Task description: Although the records contain pictures, only their text should be repeated, exactly as it stands.

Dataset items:
....

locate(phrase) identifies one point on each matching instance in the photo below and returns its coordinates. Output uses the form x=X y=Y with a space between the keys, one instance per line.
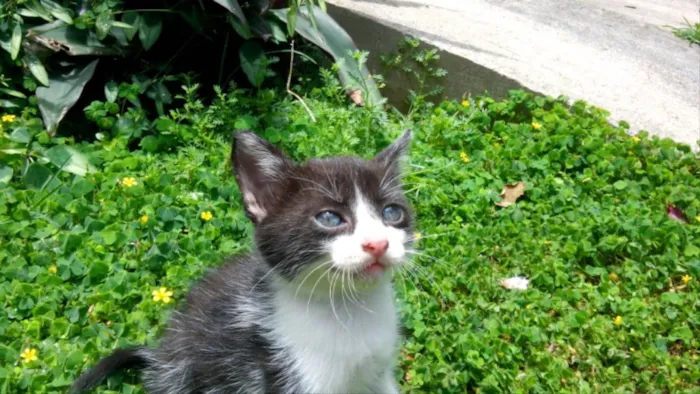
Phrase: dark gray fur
x=216 y=342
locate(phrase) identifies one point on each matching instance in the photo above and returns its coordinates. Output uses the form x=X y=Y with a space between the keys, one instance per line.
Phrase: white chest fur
x=351 y=349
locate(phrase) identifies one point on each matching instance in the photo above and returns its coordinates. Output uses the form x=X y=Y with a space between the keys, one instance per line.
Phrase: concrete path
x=615 y=54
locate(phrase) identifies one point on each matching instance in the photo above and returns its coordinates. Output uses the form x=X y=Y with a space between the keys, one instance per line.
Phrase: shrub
x=54 y=48
x=612 y=303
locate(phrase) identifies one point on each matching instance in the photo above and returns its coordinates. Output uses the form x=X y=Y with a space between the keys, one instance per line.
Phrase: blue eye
x=392 y=213
x=329 y=219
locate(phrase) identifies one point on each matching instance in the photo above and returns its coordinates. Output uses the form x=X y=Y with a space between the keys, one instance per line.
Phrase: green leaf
x=35 y=10
x=99 y=270
x=620 y=185
x=681 y=332
x=36 y=176
x=103 y=24
x=109 y=237
x=111 y=91
x=82 y=187
x=233 y=7
x=150 y=143
x=6 y=173
x=134 y=20
x=278 y=34
x=13 y=93
x=21 y=135
x=70 y=160
x=334 y=40
x=691 y=250
x=63 y=92
x=58 y=11
x=253 y=62
x=16 y=41
x=37 y=69
x=149 y=29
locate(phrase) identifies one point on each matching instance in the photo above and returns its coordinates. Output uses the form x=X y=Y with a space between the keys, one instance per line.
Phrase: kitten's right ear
x=260 y=169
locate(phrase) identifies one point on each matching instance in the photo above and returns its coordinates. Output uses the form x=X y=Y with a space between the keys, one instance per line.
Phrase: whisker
x=330 y=294
x=419 y=254
x=342 y=295
x=314 y=288
x=261 y=279
x=309 y=274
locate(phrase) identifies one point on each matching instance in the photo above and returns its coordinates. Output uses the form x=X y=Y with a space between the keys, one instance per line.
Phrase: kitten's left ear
x=260 y=170
x=391 y=156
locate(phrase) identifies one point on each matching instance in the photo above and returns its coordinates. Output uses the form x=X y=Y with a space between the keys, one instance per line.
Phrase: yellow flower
x=29 y=355
x=618 y=321
x=129 y=181
x=162 y=294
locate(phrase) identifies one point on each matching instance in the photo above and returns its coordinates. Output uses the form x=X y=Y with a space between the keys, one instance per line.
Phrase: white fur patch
x=342 y=338
x=337 y=347
x=346 y=250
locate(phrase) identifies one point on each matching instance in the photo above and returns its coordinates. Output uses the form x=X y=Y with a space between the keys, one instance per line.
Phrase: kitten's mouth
x=373 y=270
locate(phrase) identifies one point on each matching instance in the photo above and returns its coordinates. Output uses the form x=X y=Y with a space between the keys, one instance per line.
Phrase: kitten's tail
x=134 y=358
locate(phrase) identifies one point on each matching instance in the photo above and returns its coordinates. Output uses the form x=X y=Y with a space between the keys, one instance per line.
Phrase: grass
x=612 y=304
x=690 y=32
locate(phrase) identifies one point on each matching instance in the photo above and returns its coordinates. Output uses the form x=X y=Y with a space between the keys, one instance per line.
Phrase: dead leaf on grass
x=510 y=194
x=356 y=97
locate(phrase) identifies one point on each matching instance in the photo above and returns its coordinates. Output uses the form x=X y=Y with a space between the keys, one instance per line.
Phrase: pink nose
x=376 y=248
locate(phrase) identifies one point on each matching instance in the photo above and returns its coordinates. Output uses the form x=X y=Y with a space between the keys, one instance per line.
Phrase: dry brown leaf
x=511 y=193
x=356 y=97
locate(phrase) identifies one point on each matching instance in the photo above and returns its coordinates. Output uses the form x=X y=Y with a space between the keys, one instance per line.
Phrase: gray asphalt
x=616 y=54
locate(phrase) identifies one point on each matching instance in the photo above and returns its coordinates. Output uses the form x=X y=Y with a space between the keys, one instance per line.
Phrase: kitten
x=311 y=310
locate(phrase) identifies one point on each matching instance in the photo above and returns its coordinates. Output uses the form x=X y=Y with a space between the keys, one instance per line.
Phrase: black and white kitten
x=312 y=309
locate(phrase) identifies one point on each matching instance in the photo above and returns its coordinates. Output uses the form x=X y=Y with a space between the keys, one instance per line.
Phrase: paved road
x=615 y=54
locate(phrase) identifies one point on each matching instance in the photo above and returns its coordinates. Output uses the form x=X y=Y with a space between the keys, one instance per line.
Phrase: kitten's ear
x=260 y=169
x=391 y=156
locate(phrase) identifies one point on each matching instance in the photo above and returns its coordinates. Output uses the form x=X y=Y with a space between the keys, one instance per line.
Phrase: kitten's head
x=340 y=214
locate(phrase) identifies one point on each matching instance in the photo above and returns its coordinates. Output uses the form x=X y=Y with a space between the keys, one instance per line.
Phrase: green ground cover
x=612 y=304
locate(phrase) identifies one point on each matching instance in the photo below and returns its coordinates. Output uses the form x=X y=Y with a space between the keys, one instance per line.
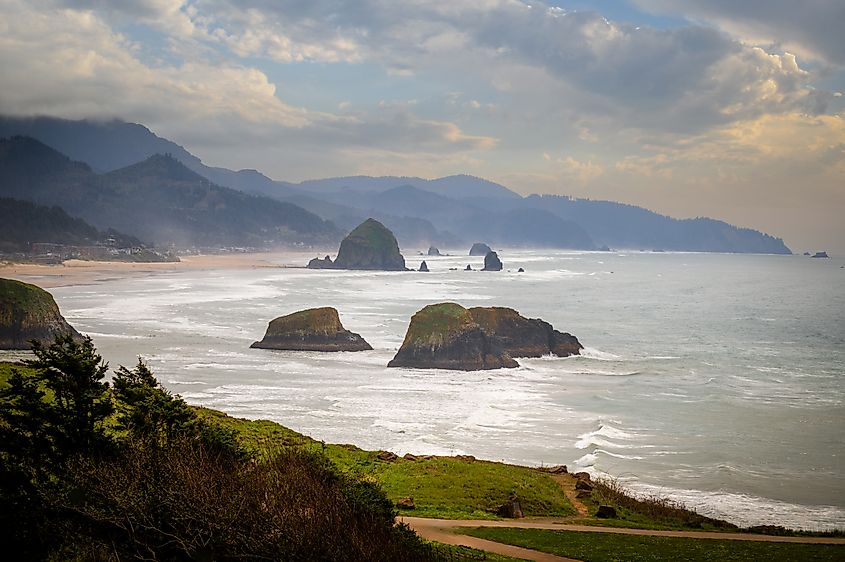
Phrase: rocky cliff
x=29 y=313
x=523 y=337
x=445 y=336
x=315 y=329
x=370 y=246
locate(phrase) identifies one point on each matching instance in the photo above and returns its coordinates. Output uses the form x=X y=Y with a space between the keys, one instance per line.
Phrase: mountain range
x=158 y=200
x=449 y=211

....

Task result:
locate(phrase) identifies one point on each matching instance in the photo below and returns its coordinates. Output uses the form x=X y=Y with a space between the keys, one instance per line.
Phrase: dark gray fur
x=216 y=342
locate(phrase) identifies one point on each matching instance in the photo above and returns its coordinates. Output uses the form x=X y=Y with a space between the keys, one instance per line.
Phrase: white chest fur
x=351 y=349
locate(phrase) identifies one point on each matching instance in the photo above and returns its coordinates. Output uses the form x=X y=Y with a space between the keys, one instance per line.
Phrase: concrete path
x=615 y=54
locate(phrase) identifies one point on each matching instance in the photo above and returns its coordinates. Output uses the form x=X y=Y with a space between the keys, one instance per line.
Phrase: shrub
x=54 y=48
x=612 y=303
locate(phrase) identifies one point on each matching instance in the photo above and returns its coordinates. Output uses the form x=X y=Y with a space between the keys, one instance per line.
Phrase: blue eye
x=392 y=213
x=329 y=219
locate(phrase) identifies one point on each matching instance in the photo above and returns its coordinates. Output uses the form x=X y=Y with a space between the keys, one instance per line.
Phrase: green leaf
x=35 y=10
x=99 y=270
x=620 y=185
x=681 y=332
x=36 y=176
x=103 y=24
x=109 y=237
x=111 y=91
x=82 y=187
x=233 y=7
x=150 y=143
x=6 y=173
x=134 y=20
x=278 y=34
x=13 y=93
x=21 y=135
x=70 y=160
x=334 y=40
x=691 y=250
x=63 y=92
x=58 y=11
x=253 y=62
x=16 y=41
x=37 y=69
x=149 y=29
locate(phrase) identifies one point on each matching instance in the photo above and returns its coordinates. Output uses the form x=X y=Y with a space between the keys, one instance per line.
Phrase: kitten's right ear
x=260 y=169
locate(phrase) identifies one point on each matching instance in the photo above and returns its coordinates. Output uses the form x=X y=Y with a space between the keys, one instance per line.
Phrase: whisker
x=330 y=294
x=419 y=254
x=342 y=295
x=314 y=288
x=261 y=279
x=309 y=274
locate(phrase) identifies one point on each matching instance in the photo above and returns its coordinates. Output uses the form x=X y=Y with a space between the keys, one instance per line.
Phrase: kitten's left ear
x=260 y=170
x=391 y=156
locate(phrase) identifies one point on each matching instance in the photo above and returns its coordinates. Output uses the form x=X y=Y with a space between the keys, one instance per line.
Phrase: yellow flower
x=29 y=355
x=618 y=321
x=129 y=181
x=162 y=294
locate(phrase) identifies one point on each matching instance in the photo above and returns its coordinates. Output uses the form x=X y=Y with a space between the keys, one instance per line.
Phrase: white fur patch
x=342 y=338
x=337 y=347
x=346 y=250
locate(phrase) identifies one point on each matching instance in the photo above and returns its coordinates. Output uses the form x=X y=Y with a space between the keys, one instance per line.
Phrase: kitten's mouth
x=373 y=270
locate(phrase) identifies one point on each matching instance in the photo above and returns its coordinates. Output uses the form x=X y=Y with a space between the keys, one instance per line.
Phrase: kitten's tail
x=134 y=358
locate(phrase) identifies one point on each matching instance in the photo above and returns its coordinates. Output uses the form x=X y=Y with a space between the keys, one instance per line.
Phrase: grass
x=612 y=304
x=690 y=32
locate(phrase) identifies one point on each matching instance in the photo above and returns its coordinates. Output uses the form x=X y=Y with a space between the keys, one instance per line.
Phrase: dead leaf on grass
x=510 y=194
x=356 y=97
locate(phrase) identifies one point on each matching instance in the photo above and returns its coordinates. Output uses the form x=X y=Y with a space between the keys, one instance per line.
Phrase: pink nose
x=376 y=248
locate(phrase) identifies one point on each matching instance in the photo above and returns its coordinates. Output uses the form x=X y=Y with a space between the keys, one instance per line.
Phrase: dry brown leaf
x=511 y=193
x=356 y=97
locate(phrase) identifies one point on each matching instance in the photo above and returns its coordinates. Output uses the form x=X y=Y with a space between the keys, one instance per line.
Phrase: gray asphalt
x=616 y=54
locate(phrase) identifies one point on each matching instance in the photo above and returns its coordinates. Output uses the form x=X y=Y with a space between the keys, one instance per line.
Phrase: kitten
x=311 y=310
locate(phrase) identifies one point on each matching instance in the photo above and returns its coordinates. Output uses the form x=X y=Y with a space between the keys, one instance per line.
Phrase: black and white kitten
x=312 y=309
locate(phrase) identifies one point on each matching instance in the photo above and returns its coordinates. Output uses the form x=X y=Y with a space between the keys, one instance per line.
Phrase: paved road
x=615 y=54
locate(phrase) identifies one point on each matching instance in the photo above and returns its coordinates. Output uses the form x=X y=Y with a space between the keys, one instance per line.
Phrase: kitten's ear
x=260 y=169
x=391 y=156
locate(phrase) identifies one point on each matching instance in the photo above and returns its coordinates. Output uses the form x=X y=Y with a space between the keys, one instance per line.
Phrase: kitten's head
x=340 y=214
locate(phrase) identifies one point on each matching instance in the photo above and returns its coordinates. Output uses the form x=X y=Y with a space between the keys, one instance per line.
Phrase: green ground cover
x=612 y=304
locate(phrase) identifies one point on each matching instance in the photo below and returns its coordinates. Output uses the form x=X y=Y with a space between the keys, one instance per line.
Phrase: rocky cliff
x=29 y=313
x=523 y=337
x=445 y=336
x=315 y=329
x=370 y=246
locate(phrase) identifies one point on each matching instance in the photo above and returns its coordinates. Output uses the form x=X y=Y with a space between the keys, one instance per line.
Phrase: mountain range
x=158 y=200
x=449 y=211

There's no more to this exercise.